Please rewrite every line of the material below, requests included, and shift each coordinate in the answers up by 127. Leave all other numbers, including those in the sample outlines, unchanged.

Region annotation entries
# # # #

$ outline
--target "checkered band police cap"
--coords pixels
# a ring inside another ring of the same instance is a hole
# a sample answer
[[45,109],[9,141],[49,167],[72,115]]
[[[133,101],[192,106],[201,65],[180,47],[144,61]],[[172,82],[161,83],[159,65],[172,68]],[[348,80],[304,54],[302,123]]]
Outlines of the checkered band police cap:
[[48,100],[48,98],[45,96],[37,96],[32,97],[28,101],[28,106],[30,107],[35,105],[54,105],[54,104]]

# # # #

> [Problem solution]:
$ outline
--target "checkered band police cap"
--coords pixels
# a ring inside another ring of the same instance is a hole
# a sample answer
[[45,109],[9,141],[49,167],[72,115]]
[[[133,101],[192,106],[201,65],[180,47],[144,61]],[[172,82],[161,83],[159,65],[172,68]],[[348,80],[304,54],[302,123]]]
Outlines of the checkered band police cap:
[[175,227],[175,225],[172,223],[164,223],[159,224],[155,228],[155,233],[157,234],[162,232],[181,232],[181,231]]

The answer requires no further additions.